» **Directions for this task**: Using the records below, find every line that includes "bird" and copy it.

[Dataset entries]

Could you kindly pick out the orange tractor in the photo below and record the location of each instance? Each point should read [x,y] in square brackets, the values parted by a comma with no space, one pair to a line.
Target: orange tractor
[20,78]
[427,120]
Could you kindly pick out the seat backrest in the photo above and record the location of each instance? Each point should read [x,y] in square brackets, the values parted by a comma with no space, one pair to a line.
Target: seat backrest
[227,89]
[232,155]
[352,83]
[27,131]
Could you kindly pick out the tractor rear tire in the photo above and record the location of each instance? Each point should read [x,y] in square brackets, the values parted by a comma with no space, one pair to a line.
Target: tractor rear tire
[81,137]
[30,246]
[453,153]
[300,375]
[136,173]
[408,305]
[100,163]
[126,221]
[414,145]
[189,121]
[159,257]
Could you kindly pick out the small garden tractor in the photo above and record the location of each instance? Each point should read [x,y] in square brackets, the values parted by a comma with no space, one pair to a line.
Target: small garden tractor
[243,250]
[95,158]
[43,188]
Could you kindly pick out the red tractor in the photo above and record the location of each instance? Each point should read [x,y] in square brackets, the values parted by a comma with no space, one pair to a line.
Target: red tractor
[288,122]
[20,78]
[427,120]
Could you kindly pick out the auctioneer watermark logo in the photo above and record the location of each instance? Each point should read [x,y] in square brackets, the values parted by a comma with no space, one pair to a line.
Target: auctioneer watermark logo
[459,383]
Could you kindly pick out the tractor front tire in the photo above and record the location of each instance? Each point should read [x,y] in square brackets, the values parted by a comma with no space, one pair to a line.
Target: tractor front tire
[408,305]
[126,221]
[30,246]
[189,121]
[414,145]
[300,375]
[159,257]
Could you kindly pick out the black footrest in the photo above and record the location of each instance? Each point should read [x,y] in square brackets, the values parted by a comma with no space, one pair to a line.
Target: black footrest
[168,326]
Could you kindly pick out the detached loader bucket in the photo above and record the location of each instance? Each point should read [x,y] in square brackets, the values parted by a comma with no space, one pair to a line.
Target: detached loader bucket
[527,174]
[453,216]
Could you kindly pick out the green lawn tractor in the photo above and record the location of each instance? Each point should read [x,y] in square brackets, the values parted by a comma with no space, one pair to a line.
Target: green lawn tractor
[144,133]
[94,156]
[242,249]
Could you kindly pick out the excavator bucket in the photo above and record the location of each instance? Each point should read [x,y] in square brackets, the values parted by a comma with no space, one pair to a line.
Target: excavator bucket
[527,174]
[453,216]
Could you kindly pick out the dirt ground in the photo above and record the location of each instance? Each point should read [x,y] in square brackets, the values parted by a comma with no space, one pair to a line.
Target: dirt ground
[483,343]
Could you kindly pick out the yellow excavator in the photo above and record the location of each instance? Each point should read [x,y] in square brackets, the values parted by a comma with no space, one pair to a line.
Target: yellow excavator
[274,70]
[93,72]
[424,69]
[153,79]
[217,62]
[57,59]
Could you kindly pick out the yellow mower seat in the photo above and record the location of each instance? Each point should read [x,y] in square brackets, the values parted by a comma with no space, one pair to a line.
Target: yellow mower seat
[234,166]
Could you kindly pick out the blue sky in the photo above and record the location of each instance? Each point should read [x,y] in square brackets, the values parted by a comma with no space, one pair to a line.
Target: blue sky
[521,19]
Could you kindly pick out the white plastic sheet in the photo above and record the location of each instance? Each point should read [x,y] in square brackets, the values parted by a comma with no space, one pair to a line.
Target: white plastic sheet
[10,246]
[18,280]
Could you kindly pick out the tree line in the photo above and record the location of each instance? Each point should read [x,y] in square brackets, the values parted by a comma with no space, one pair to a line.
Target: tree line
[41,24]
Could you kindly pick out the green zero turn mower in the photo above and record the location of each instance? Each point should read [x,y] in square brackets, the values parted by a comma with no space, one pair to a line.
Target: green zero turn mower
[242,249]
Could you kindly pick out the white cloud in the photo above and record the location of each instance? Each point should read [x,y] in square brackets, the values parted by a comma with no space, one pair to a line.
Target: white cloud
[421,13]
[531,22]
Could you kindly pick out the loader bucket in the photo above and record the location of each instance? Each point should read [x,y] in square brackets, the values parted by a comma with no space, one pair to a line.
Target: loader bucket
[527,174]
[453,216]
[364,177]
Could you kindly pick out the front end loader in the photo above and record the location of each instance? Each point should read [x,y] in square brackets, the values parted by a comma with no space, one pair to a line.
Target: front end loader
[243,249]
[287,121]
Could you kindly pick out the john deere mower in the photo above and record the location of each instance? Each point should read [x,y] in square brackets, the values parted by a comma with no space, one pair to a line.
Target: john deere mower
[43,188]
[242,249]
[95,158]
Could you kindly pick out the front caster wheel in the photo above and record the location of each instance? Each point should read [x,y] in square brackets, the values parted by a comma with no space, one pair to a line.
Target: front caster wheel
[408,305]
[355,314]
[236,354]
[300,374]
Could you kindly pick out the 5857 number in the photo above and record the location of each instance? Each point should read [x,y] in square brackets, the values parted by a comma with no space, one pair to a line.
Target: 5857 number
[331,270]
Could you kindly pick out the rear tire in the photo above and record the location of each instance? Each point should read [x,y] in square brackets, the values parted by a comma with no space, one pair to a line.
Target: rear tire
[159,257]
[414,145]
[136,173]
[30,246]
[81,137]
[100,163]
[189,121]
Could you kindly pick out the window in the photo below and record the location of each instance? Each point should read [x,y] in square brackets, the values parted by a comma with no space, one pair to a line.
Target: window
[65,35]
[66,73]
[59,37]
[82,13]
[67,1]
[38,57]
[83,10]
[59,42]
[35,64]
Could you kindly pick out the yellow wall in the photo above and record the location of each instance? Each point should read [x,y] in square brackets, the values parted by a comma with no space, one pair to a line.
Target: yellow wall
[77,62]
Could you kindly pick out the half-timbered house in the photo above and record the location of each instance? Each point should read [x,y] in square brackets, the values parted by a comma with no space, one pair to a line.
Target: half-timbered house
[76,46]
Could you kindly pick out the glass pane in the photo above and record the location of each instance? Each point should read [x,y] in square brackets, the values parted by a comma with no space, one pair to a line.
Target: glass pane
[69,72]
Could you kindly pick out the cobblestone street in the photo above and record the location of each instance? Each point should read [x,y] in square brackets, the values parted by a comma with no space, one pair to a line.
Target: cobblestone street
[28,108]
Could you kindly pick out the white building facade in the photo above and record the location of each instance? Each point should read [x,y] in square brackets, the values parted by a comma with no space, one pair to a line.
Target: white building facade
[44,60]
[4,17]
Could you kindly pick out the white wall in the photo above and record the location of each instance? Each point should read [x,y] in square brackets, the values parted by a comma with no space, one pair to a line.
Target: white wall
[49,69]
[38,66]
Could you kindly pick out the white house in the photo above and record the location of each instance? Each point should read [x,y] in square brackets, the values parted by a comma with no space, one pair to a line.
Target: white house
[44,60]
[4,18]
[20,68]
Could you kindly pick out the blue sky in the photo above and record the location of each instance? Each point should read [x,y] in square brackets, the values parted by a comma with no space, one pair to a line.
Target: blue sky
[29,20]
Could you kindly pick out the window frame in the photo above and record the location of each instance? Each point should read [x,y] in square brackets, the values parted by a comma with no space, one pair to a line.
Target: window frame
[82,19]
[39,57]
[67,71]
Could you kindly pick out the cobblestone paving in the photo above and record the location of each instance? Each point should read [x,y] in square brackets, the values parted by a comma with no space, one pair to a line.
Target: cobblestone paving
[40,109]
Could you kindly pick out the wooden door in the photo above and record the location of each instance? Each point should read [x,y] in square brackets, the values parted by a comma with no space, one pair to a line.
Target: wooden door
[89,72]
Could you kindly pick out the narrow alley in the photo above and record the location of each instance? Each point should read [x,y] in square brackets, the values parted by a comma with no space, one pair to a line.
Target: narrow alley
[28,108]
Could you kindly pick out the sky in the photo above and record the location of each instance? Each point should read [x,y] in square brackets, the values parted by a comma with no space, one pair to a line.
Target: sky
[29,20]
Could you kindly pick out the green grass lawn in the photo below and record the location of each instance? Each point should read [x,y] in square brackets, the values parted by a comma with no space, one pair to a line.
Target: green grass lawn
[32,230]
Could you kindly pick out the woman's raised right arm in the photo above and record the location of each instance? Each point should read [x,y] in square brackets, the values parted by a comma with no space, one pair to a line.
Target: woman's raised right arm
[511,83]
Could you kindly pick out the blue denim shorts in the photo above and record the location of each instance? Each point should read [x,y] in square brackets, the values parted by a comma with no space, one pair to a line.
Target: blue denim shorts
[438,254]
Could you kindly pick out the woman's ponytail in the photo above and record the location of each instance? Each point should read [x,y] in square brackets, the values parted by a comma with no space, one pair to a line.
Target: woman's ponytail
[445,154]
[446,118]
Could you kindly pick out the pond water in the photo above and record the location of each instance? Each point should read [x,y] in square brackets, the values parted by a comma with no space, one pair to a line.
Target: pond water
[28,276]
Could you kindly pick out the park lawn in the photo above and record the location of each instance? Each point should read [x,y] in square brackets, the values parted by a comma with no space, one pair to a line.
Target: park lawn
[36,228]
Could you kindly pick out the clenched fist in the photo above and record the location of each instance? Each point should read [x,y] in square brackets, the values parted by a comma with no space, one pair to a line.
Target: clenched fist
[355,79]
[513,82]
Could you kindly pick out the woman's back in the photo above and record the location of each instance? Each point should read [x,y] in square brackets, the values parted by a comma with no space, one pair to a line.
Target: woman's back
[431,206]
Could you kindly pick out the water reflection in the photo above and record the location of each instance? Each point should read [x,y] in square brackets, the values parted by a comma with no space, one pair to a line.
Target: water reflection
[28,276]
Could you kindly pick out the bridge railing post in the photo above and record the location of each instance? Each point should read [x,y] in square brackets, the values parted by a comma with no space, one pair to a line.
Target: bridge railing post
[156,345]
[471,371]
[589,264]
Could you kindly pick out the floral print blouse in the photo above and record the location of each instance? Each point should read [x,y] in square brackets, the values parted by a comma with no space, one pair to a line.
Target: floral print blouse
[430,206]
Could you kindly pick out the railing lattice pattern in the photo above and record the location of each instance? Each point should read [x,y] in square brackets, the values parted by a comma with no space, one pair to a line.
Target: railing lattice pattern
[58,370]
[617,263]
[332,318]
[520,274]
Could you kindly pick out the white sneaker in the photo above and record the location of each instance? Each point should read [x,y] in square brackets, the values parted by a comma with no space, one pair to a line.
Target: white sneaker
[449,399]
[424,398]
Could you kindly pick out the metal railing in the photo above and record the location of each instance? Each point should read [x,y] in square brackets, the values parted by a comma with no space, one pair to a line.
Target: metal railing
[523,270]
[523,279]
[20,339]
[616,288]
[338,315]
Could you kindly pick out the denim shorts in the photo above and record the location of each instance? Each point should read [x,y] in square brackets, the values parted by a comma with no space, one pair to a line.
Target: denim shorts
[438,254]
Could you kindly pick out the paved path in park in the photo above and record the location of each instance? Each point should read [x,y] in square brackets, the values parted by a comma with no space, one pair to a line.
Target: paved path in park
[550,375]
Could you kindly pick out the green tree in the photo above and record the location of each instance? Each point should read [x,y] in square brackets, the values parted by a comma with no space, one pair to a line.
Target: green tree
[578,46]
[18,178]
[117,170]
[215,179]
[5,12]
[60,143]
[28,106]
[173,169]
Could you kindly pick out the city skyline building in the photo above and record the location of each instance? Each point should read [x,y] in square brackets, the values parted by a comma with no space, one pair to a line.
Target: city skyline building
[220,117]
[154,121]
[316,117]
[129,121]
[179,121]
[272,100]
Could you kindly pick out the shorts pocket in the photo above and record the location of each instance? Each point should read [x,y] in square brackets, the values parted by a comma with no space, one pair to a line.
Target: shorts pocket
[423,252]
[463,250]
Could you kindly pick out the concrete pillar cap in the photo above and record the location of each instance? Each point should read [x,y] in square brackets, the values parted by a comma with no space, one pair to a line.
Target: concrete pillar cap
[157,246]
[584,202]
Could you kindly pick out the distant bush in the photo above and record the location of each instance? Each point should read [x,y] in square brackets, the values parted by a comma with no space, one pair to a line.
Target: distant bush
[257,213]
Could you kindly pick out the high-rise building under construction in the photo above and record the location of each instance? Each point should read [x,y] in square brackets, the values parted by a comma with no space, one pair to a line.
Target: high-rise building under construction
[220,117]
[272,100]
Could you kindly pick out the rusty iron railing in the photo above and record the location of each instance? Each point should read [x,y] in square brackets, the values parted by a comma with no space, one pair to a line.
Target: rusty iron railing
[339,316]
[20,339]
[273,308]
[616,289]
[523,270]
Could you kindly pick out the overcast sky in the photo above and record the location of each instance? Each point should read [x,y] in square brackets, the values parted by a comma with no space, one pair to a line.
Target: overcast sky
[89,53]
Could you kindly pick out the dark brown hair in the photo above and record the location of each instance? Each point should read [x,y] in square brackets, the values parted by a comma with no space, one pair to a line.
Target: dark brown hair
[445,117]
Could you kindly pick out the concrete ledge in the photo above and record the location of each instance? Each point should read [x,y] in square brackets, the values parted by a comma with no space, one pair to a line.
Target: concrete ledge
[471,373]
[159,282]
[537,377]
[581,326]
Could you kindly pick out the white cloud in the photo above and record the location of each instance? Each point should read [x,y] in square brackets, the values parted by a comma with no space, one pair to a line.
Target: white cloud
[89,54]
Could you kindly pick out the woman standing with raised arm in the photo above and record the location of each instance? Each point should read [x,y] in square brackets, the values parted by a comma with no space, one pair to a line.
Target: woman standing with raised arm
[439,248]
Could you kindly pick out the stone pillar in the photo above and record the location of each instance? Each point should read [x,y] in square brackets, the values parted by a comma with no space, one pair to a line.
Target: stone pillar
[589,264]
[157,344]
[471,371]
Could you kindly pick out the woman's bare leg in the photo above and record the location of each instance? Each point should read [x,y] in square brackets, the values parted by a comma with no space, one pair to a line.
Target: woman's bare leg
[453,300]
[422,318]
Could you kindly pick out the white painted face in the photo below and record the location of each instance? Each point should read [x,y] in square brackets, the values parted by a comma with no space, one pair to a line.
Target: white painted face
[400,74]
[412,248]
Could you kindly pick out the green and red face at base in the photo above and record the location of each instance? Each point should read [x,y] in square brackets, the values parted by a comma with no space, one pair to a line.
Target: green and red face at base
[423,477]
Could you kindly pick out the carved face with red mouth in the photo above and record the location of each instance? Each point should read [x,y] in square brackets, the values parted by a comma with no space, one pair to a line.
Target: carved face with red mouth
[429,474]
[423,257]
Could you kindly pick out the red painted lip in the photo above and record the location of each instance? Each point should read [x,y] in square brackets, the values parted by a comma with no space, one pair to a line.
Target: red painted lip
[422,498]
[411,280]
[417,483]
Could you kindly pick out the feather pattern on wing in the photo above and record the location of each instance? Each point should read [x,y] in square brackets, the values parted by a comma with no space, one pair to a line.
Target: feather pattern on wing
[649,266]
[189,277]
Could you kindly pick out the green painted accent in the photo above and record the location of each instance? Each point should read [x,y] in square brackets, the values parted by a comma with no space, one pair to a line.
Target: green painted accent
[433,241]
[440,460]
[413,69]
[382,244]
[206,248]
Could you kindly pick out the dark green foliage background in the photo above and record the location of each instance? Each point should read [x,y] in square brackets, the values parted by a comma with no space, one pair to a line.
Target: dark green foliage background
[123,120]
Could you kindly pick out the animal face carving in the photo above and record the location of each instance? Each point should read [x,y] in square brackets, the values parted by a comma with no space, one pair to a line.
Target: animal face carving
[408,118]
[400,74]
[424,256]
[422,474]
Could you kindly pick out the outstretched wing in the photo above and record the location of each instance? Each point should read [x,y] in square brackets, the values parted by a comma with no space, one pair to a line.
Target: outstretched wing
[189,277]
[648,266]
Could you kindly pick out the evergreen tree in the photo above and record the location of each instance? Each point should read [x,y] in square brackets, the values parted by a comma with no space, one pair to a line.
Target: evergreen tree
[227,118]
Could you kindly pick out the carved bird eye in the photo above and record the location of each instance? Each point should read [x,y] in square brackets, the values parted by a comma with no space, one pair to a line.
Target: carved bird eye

» **Solution for this problem**:
Could you kindly pick out the carved bird eye in the photo above and record the location of each instance? Each point should read [x,y] in square brackets, the values parted by a comma with no space, one pair to a line.
Target: carved bird eye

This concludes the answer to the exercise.